**Materials provided:**

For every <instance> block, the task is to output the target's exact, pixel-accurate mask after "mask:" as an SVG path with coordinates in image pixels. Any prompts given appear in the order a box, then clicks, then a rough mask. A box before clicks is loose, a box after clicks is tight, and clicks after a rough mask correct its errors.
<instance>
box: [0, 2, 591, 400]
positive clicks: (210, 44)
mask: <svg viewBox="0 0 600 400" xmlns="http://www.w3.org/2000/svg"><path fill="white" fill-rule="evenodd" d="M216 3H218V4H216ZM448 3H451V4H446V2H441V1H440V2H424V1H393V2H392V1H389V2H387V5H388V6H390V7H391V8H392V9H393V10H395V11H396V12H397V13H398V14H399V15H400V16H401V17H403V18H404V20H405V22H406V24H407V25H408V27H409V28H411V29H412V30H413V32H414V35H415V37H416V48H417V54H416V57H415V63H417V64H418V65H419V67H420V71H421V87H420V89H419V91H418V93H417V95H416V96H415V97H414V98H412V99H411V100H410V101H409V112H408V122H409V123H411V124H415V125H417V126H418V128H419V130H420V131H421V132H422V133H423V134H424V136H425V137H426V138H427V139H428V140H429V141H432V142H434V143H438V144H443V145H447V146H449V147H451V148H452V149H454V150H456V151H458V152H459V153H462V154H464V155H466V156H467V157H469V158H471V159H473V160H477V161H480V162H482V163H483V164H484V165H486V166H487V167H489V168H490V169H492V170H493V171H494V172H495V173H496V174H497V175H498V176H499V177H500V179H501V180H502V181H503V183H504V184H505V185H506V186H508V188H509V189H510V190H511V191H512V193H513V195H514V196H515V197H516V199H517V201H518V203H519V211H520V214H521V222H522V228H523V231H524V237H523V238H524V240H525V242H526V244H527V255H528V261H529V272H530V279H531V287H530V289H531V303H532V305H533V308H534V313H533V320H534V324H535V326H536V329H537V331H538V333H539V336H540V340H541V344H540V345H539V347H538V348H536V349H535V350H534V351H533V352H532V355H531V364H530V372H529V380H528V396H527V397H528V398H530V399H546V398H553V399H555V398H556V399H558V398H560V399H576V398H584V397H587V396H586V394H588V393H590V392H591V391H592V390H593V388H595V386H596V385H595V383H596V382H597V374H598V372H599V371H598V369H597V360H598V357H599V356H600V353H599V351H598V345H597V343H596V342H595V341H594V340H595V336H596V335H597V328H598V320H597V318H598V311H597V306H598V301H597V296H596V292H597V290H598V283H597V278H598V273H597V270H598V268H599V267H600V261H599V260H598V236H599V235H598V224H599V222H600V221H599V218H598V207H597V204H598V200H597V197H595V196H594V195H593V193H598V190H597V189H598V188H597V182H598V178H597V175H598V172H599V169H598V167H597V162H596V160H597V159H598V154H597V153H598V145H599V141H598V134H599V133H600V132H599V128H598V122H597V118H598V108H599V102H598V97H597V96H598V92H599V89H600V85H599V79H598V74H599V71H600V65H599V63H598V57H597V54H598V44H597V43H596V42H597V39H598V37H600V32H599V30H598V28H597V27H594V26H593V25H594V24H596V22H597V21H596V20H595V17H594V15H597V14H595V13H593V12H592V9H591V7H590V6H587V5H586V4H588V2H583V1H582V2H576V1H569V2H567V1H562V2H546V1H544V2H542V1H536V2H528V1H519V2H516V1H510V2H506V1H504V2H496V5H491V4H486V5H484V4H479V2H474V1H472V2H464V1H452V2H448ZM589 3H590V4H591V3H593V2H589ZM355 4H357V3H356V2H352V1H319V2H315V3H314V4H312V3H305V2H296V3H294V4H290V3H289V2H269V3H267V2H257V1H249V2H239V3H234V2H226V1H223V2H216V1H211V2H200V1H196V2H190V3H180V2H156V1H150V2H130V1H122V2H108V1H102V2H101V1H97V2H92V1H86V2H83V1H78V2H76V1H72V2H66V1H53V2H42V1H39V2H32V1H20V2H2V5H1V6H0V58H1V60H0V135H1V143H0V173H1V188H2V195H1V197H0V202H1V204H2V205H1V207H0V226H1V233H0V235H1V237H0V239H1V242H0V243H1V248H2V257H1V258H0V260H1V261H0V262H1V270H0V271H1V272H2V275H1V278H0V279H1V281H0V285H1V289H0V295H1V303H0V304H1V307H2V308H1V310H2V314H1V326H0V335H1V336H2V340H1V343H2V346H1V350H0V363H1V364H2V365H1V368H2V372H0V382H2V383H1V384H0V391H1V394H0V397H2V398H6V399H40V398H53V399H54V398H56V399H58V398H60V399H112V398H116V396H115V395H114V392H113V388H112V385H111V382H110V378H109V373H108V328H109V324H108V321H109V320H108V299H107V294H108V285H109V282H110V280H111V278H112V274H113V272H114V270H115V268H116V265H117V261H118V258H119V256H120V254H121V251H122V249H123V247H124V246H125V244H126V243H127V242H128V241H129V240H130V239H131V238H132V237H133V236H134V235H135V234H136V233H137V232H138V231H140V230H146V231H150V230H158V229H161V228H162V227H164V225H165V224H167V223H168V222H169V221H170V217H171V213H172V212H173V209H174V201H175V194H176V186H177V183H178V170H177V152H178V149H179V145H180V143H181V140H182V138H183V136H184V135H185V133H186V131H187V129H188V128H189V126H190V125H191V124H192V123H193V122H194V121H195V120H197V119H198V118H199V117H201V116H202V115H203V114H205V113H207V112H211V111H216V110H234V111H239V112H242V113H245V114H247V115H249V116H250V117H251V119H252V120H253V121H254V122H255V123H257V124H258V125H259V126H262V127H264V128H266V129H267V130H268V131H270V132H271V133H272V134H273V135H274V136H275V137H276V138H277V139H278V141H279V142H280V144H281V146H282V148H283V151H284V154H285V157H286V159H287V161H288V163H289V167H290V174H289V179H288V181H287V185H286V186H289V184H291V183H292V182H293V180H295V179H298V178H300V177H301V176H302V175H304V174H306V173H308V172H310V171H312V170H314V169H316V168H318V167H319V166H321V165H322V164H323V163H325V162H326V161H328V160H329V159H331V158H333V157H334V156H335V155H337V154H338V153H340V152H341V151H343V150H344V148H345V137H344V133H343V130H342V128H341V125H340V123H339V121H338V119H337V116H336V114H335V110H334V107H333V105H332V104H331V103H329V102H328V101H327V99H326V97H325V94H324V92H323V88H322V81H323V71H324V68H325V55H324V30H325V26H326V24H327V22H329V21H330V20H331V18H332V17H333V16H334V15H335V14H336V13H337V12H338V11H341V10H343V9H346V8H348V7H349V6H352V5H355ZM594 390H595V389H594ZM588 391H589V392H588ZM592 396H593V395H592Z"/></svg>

**What you are asked to do:** Please give all of the entries again, exactly as written.

**Response box:**
For every <instance> block, the task is to output the target's exact, pixel-accurate mask after "mask:" as an SVG path with coordinates in image pixels. Any prompts given appear in the order a box, then clicks, then a rough mask. A box before clicks is loose, a box after clicks is tight, and clicks after a rough mask correct its errors.
<instance>
box: [0, 2, 591, 400]
positive clicks: (210, 44)
mask: <svg viewBox="0 0 600 400" xmlns="http://www.w3.org/2000/svg"><path fill="white" fill-rule="evenodd" d="M216 3H218V4H216ZM448 3H451V4H446V2H441V1H440V2H424V1H393V2H392V1H389V2H387V5H388V6H390V7H391V8H392V9H393V10H395V11H396V12H397V13H398V14H399V15H400V16H401V17H403V18H404V20H405V22H406V24H407V25H408V27H409V28H411V29H412V30H413V32H414V35H415V37H416V48H417V54H416V57H415V63H417V64H418V65H419V67H420V71H421V87H420V89H419V91H418V93H417V95H416V96H415V97H414V98H412V99H411V100H410V101H409V112H408V122H409V123H411V124H415V125H417V126H418V128H419V130H420V131H421V132H422V133H423V134H424V136H425V137H426V138H427V139H428V140H429V141H432V142H434V143H438V144H443V145H447V146H449V147H451V148H452V149H454V150H456V151H458V152H459V153H462V154H464V155H466V156H467V157H469V158H471V159H473V160H477V161H480V162H482V163H483V164H484V165H486V166H487V167H489V168H490V169H492V170H493V171H494V172H495V173H496V174H497V175H498V176H499V177H500V179H501V180H502V181H503V183H504V184H505V185H506V186H508V188H509V189H510V190H511V191H512V193H513V195H514V196H515V197H516V199H517V201H518V203H519V211H520V214H521V222H522V228H523V231H524V237H523V238H524V240H525V242H526V244H527V255H528V261H529V272H530V279H531V287H530V289H531V303H532V305H533V308H534V313H533V320H534V324H535V326H536V329H537V331H538V333H539V336H540V340H541V344H540V345H539V347H538V348H536V349H535V350H534V351H533V352H532V355H531V364H530V372H529V380H528V396H527V397H528V398H530V399H546V398H553V399H555V398H556V399H558V398H560V399H576V398H584V397H587V396H586V394H588V393H590V392H591V391H592V390H593V388H595V386H596V385H595V383H596V382H597V374H598V372H599V371H598V369H597V360H598V357H599V356H600V353H599V351H598V345H597V343H596V342H595V341H594V340H595V336H596V335H597V328H598V320H597V318H598V311H597V306H598V301H597V296H596V292H597V290H598V283H597V278H598V273H597V270H598V268H599V267H600V261H599V260H598V236H599V235H598V224H599V222H600V221H599V218H598V207H597V204H598V200H597V197H595V196H594V195H593V193H598V190H597V189H598V188H597V182H598V178H597V175H598V172H599V169H598V167H597V162H596V160H597V159H598V154H597V153H598V145H599V141H598V134H599V133H600V132H599V128H598V122H597V118H598V108H599V102H598V97H597V96H598V92H599V89H600V85H599V79H598V74H599V71H600V65H599V63H598V57H597V54H598V44H597V43H596V42H597V39H598V37H600V32H599V30H598V28H597V27H594V26H593V25H594V24H596V22H597V21H596V20H595V17H594V15H597V14H595V13H593V12H592V9H591V7H590V6H587V5H586V4H588V2H583V1H582V2H576V1H569V2H567V1H562V2H546V1H544V2H542V1H536V2H528V1H519V2H516V1H510V2H506V1H504V2H496V5H491V4H486V5H484V4H479V2H474V1H472V2H464V1H452V2H448ZM589 3H590V4H591V3H593V2H589ZM355 4H357V3H356V2H352V1H319V2H315V3H314V4H312V3H305V2H296V3H294V4H290V3H289V2H269V3H267V2H257V1H249V2H239V3H234V2H226V1H223V2H216V1H211V2H200V1H196V2H190V3H180V2H156V1H150V2H130V1H122V2H108V1H102V2H101V1H97V2H92V1H86V2H83V1H78V2H76V1H72V2H66V1H53V2H42V1H39V2H32V1H20V2H2V5H1V6H0V58H1V60H0V135H1V143H0V173H1V188H2V195H1V197H0V202H1V204H2V205H1V207H0V226H1V233H0V235H1V237H0V239H1V242H0V243H1V248H2V257H1V258H0V260H1V261H0V262H1V270H0V271H1V272H2V275H1V278H0V279H1V281H0V285H1V289H0V295H1V303H0V304H1V307H2V308H1V310H2V314H1V326H0V335H1V336H2V340H1V343H2V346H1V350H0V363H1V364H2V365H1V368H2V372H0V382H2V383H1V384H0V391H1V394H0V397H2V398H6V399H40V398H53V399H54V398H56V399H58V398H60V399H112V398H116V396H115V395H114V392H113V388H112V385H111V382H110V378H109V373H108V328H109V324H108V321H109V320H108V299H107V294H108V285H109V282H110V280H111V278H112V274H113V272H114V270H115V268H116V265H117V261H118V258H119V256H120V254H121V251H122V249H123V247H124V246H125V244H126V243H127V242H128V241H129V240H130V239H131V238H132V237H133V236H134V235H135V234H136V233H137V232H138V231H140V230H146V231H150V230H158V229H161V228H162V227H164V225H165V224H167V223H168V222H169V221H170V217H171V213H172V212H173V209H174V201H175V194H176V186H177V183H178V170H177V152H178V149H179V145H180V143H181V140H182V138H183V136H184V135H185V133H186V131H187V129H188V128H189V126H190V125H191V124H192V123H193V122H194V121H195V120H197V119H198V118H199V117H201V116H202V115H203V114H205V113H207V112H211V111H216V110H234V111H239V112H242V113H245V114H247V115H249V116H250V117H251V119H252V120H253V121H254V122H255V123H257V124H258V125H259V126H262V127H264V128H266V129H267V130H268V131H270V132H271V133H272V134H273V135H274V136H275V137H276V138H277V139H278V141H279V142H280V144H281V146H282V148H283V151H284V154H285V157H286V159H287V161H288V163H289V167H290V174H289V179H288V181H287V185H286V186H289V184H291V183H292V182H293V180H295V179H298V178H300V177H301V176H302V175H304V174H306V173H308V172H310V171H312V170H314V169H316V168H318V167H319V166H321V165H322V164H323V163H325V162H326V161H328V160H329V159H331V158H333V157H334V156H335V155H337V154H338V153H340V152H341V151H343V150H344V148H345V137H344V133H343V130H342V128H341V125H340V123H339V121H338V119H337V116H336V114H335V110H334V107H333V105H332V104H331V103H329V102H328V101H327V99H326V97H325V94H324V92H323V88H322V81H323V71H324V68H325V55H324V30H325V26H326V24H327V22H329V21H330V20H331V18H332V17H333V16H334V15H335V14H336V13H337V12H338V11H341V10H343V9H346V8H348V7H349V6H352V5H355ZM594 390H595V389H594ZM588 391H589V392H588ZM592 396H593V395H592Z"/></svg>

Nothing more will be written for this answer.